Mit dem eigenen Segelboot neue Segel- und Urlaubsreviere zu erkunden, zählt sicherlich zu den schönsten Erlebnissen eines jeden Bootseigners. Gäbe es da nicht das ein oder andere Hindernis, welches bei so manchem Segler Gänsehaut auslöst: Brücken, Schleusen, Freileitungen. Dabei könnte doch alles so einfach sein...
Eine Mastlegevorrichtung steht nicht nur für die Revierfreiheit, sondern ist auch durchaus sinnvoll, wenn es mal wieder an den Mastenkran zum Saisonauftakt und -ende geht. Somit können durch eine MLV auch wiederkehrende Kosten gespart werden. Technisch ist die Installation einer solchen Anlage für Boote mit einer Mastlänge von 7 – 14 Metern möglich. Natürlich gibt es auch einige Beispiele in denen Mastlegevorrichtungen für Schiffe mit ca. 18 Metern Mastlänge angefertigt wurden. Das bringt uns zu der Frage: Wie funktioniert eine Mastlegevorrichtung denn eigentlich genau?

> **Aufgabe 1**
Fasse den Absatz im Text über Mastlegevorrichtungen, der mit „Eine Mastlegevorrichtung steht“ beginnt, als kurze Stichpunktliste mit seinen wichtigsten Fakten zusammen.
> **Aufgabe 2**
Beantworte anhand des Textes über Mastlegevorrichtungen die folgenden Fragen:
(a) Welche drei Hindernisse lösen laut Text bei manchem Segler Gänsehaut aus?
(b) Zu welchen Zeitpunkten geht es laut Text an den Mastenkran?
(c) Für Boote mit welcher Mastlänge ist die Installation technisch möglich?
> **Aufgabe 3**
Gib den Abschnitt des Textes über Mastlegevorrichtungen zwischen „Mit dem eigenen“ und „so einfach sein...“, beide eingeschlossen, wortgetreu wieder.
Die anschließenden Daten sind davon unabhängiges Material.

> **Dateneinträge**
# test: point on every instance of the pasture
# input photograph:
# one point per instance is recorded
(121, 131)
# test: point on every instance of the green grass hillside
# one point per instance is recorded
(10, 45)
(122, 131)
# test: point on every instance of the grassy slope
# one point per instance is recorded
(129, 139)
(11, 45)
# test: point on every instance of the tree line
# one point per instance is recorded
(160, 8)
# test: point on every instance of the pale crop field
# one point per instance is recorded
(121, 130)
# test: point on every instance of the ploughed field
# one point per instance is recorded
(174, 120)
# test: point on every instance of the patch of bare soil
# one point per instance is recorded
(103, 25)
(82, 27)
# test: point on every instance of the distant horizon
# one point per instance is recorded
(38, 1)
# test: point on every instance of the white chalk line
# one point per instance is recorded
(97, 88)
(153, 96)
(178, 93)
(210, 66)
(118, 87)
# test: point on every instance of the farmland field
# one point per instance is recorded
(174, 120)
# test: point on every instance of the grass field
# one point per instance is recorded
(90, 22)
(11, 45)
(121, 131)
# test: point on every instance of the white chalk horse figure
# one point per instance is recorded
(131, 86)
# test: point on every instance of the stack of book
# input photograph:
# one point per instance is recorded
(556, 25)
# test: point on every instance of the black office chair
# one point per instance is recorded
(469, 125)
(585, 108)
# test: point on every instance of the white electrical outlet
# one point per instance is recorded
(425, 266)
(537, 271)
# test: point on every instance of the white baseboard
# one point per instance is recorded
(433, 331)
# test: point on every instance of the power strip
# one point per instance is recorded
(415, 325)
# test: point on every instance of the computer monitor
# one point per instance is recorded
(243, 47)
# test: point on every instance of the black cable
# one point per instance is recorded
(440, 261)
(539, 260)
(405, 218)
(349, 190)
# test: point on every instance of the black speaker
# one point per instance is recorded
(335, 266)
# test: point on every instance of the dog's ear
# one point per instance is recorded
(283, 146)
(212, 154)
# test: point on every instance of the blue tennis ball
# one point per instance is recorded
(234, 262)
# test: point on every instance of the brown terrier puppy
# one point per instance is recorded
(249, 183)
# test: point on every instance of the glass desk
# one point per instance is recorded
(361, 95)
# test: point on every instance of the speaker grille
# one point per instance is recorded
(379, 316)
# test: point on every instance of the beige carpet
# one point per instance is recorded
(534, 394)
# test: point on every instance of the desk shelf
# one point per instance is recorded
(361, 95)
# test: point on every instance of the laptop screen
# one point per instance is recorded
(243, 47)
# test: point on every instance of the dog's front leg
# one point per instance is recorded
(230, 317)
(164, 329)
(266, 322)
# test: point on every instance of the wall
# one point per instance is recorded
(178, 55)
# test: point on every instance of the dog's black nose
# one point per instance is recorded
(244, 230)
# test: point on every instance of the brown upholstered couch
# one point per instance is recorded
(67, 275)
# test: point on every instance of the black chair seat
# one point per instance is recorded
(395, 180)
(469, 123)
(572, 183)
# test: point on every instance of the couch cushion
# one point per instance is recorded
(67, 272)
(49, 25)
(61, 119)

> **Lösung 1**
- Eine Mastlegevorrichtung (MLV) sorgt für Revierfreiheit.
- Sie ist auch sinnvoll, wenn es zum Saisonauftakt und -ende an den Mastenkran geht.
- Dadurch lassen sich wiederkehrende Kosten sparen.
- Technisch ist die Installation bei Booten mit 7 bis 14 Metern Mastlänge möglich.
- Einige Anlagen wurden auch für Schiffe mit ca. 18 Metern Mastlänge angefertigt.

> **Lösung 2**
(a) Brücken, Schleusen und Freileitungen.
(b) Zum Saisonauftakt und zum Saisonende.
(c) Für Boote mit einer Mastlänge von 7 bis 14 Metern.

> **Lösung 3**
Mit dem eigenen Segelboot neue Segel- und Urlaubsreviere zu erkunden, zählt sicherlich zu den schönsten Erlebnissen eines jeden Bootseigners. Gäbe es da nicht das ein oder andere Hindernis, welches bei so manchem Segler Gänsehaut auslöst: Brücken, Schleusen, Freileitungen. Dabei könnte doch alles so einfach sein...